● Stated goal:
Identify every line of the records that contains the word "mountain" and copy each one. Case counts.

● Items:
====================
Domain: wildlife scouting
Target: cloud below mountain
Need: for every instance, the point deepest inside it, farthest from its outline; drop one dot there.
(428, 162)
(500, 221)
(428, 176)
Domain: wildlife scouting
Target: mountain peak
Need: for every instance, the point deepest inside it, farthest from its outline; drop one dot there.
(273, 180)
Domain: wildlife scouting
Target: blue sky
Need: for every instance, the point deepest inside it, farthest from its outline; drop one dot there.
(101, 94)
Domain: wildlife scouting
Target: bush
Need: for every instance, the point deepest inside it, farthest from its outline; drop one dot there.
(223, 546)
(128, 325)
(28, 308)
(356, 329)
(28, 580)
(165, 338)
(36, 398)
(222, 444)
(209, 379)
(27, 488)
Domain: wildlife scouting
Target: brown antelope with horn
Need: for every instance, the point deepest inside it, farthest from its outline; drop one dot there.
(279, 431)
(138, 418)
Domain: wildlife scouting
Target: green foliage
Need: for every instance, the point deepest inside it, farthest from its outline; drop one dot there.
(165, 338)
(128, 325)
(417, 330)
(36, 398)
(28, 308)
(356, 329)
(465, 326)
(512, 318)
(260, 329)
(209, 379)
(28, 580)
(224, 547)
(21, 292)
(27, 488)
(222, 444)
====================
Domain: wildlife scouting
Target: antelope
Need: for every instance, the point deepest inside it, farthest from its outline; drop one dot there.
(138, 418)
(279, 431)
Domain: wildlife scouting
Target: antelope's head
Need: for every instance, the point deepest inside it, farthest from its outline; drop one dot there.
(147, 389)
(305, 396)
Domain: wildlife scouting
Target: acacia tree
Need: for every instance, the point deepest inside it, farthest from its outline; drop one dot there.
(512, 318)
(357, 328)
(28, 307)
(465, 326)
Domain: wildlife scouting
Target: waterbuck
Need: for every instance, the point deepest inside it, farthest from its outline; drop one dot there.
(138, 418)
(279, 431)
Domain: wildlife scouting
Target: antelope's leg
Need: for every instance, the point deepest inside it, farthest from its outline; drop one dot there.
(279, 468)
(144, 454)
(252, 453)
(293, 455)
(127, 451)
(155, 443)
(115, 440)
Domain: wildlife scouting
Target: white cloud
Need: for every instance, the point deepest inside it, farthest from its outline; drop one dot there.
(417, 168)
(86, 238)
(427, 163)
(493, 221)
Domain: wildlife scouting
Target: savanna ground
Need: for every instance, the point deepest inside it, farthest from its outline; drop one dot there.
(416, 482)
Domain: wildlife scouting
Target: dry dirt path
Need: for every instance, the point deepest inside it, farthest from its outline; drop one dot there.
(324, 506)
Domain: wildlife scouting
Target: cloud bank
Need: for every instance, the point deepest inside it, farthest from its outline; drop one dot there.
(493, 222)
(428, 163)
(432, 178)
====================
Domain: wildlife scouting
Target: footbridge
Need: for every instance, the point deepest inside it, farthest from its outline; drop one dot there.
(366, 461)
====================
● Task solution:
Target: cloud below mountain
Target: mountain peak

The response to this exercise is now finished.